▶ Work to do:
1. Translate this sentence from the condo post into Spanish: "I have no risk with my job but there might be a risk with his."
2. Reproduce the part of the condo post starting at "# Something just" and ending at "cheaper, around 500-600.".

# Something just came up, should I buy a condo?



## emperor (Jul 24, 2011)

My cousin just called me, he is getting a 1000 a month living allowance from his company. We are thinking of renting a place for around 1,600 -1,800 a month. But then I got to thinking I can buy a 2 bedroom condo for around 220-270 K then take the 1000 which would cover almost all the bills. I have around 160K down which means 60-100K mortgage over 5 years. I usually make around 60-100K a year.

I have no risk with my job but there might be a risk with his. He works in construction so if the company fails then there is no 1000 a month and I'd have to find another roommate for allot cheaper, around 500-600. 

I also believe there will be a housing correction, so lets factor that in. I've never gotten a place before so any help from people in real estate would be good. The area of town he needs to live in has no "Deals" it's all new condos built in the last 15 years so you can't get a cheap run down place. =(


----------



## wendi1 (Oct 2, 2013)

Records from a data collection
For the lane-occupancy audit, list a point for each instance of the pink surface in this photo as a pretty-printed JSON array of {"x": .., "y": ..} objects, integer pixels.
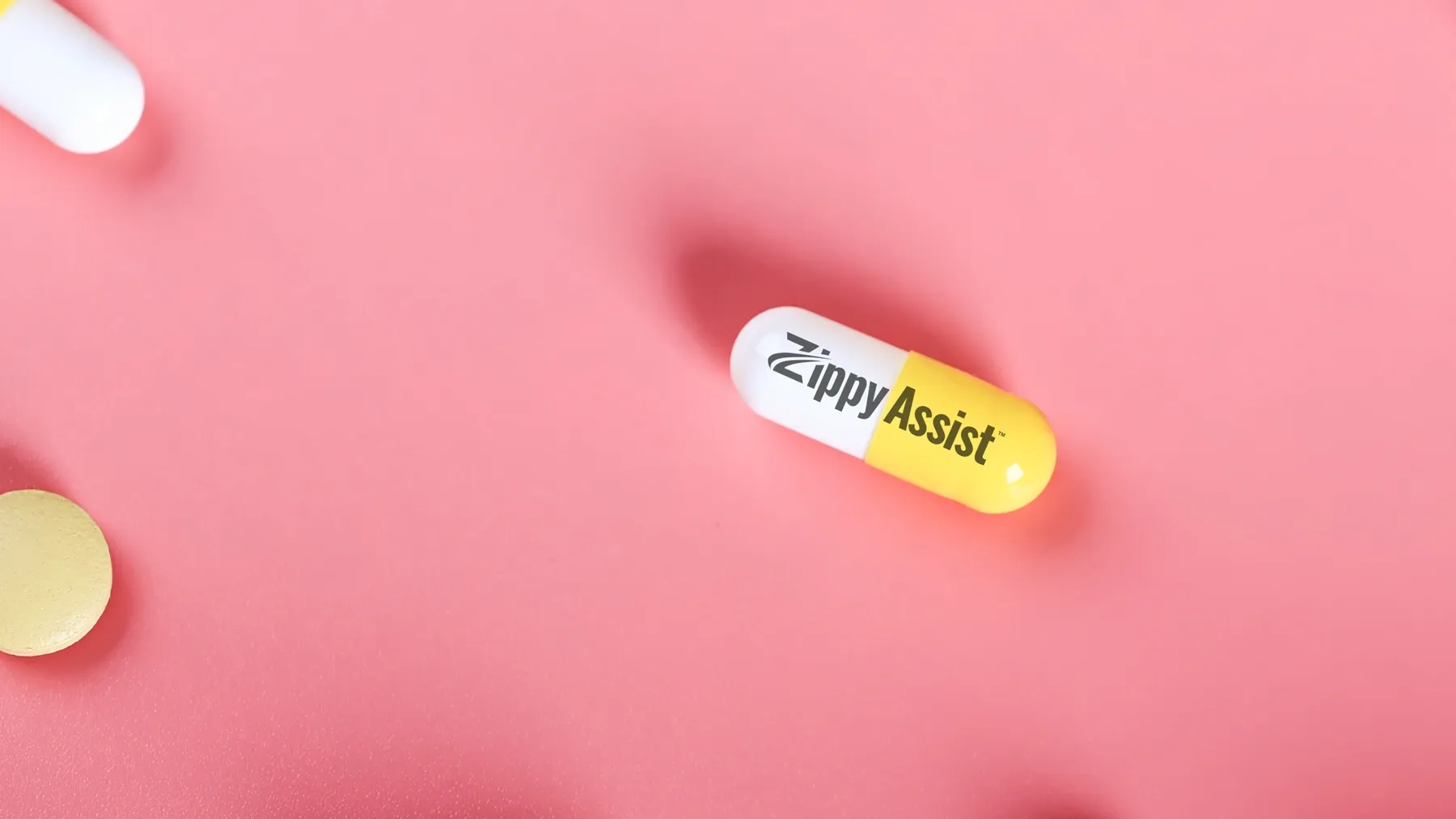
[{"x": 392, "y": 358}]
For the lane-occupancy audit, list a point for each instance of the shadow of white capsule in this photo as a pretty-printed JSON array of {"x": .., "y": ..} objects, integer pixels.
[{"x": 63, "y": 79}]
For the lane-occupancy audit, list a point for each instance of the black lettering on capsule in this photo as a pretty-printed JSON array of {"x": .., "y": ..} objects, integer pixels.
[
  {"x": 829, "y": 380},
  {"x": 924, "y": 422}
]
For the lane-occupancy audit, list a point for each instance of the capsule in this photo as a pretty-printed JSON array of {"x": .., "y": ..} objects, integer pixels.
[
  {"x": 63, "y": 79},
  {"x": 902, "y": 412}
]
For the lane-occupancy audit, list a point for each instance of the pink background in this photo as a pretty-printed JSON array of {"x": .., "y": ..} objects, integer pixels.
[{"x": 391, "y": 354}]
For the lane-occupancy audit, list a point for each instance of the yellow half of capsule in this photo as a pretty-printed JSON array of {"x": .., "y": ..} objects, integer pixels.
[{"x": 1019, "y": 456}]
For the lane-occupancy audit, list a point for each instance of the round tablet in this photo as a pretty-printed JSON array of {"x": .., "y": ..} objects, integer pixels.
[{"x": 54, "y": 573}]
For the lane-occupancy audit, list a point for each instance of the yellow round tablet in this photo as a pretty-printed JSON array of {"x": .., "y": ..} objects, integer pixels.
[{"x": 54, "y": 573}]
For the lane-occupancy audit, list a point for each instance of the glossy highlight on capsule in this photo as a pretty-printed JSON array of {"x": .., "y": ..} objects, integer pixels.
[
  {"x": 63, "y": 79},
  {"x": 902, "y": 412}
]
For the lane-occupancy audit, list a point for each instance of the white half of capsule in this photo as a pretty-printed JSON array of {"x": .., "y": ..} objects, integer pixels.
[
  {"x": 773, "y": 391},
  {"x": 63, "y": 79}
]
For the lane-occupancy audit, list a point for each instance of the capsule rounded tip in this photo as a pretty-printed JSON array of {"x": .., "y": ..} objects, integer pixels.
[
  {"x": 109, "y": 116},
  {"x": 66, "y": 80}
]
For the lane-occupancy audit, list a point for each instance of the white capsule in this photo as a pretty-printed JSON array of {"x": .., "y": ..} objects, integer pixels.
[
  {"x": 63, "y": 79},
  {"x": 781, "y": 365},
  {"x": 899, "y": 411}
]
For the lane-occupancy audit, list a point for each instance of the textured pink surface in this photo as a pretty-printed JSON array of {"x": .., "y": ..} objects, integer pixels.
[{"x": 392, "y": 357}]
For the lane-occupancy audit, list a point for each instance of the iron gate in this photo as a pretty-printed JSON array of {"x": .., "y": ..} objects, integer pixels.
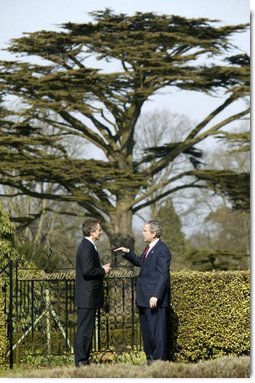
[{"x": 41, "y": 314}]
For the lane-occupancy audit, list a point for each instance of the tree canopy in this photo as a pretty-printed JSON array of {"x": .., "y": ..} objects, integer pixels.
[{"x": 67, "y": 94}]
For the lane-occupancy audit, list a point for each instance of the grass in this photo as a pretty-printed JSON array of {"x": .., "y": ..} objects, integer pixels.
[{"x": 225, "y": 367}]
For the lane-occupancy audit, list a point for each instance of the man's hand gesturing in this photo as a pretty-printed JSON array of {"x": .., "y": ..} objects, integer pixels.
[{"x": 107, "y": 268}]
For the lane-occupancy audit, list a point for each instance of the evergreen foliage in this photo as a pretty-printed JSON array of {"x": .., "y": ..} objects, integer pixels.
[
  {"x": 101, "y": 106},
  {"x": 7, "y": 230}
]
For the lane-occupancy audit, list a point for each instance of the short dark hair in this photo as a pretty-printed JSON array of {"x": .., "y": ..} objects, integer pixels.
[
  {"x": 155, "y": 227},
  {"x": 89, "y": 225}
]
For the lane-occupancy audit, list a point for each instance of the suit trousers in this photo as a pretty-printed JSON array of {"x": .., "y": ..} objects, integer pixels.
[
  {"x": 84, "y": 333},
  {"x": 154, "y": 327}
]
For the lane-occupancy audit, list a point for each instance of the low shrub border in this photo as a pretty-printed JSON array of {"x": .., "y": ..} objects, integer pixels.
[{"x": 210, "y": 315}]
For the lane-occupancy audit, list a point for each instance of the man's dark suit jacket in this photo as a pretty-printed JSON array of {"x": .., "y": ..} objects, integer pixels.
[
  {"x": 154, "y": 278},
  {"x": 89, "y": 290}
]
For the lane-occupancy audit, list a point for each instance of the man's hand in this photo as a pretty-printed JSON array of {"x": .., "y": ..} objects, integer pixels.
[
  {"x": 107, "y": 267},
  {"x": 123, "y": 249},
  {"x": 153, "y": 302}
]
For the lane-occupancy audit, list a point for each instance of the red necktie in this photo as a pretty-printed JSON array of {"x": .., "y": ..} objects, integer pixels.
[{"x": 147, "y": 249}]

▶ Responses by task:
1. No corro ningún riesgo con mi trabajo, pero podría haberlo con el suyo.

2.
# Something just came up, should I buy a condo?



## emperor (Jul 24, 2011)

My cousin just called me, he is getting a 1000 a month living allowance from his company. We are thinking of renting a place for around 1,600 -1,800 a month. But then I got to thinking I can buy a 2 bedroom condo for around 220-270 K then take the 1000 which would cover almost all the bills. I have around 160K down which means 60-100K mortgage over 5 years. I usually make around 60-100K a year.

I have no risk with my job but there might be a risk with his. He works in construction so if the company fails then there is no 1000 a month and I'd have to find another roommate for allot cheaper, around 500-600.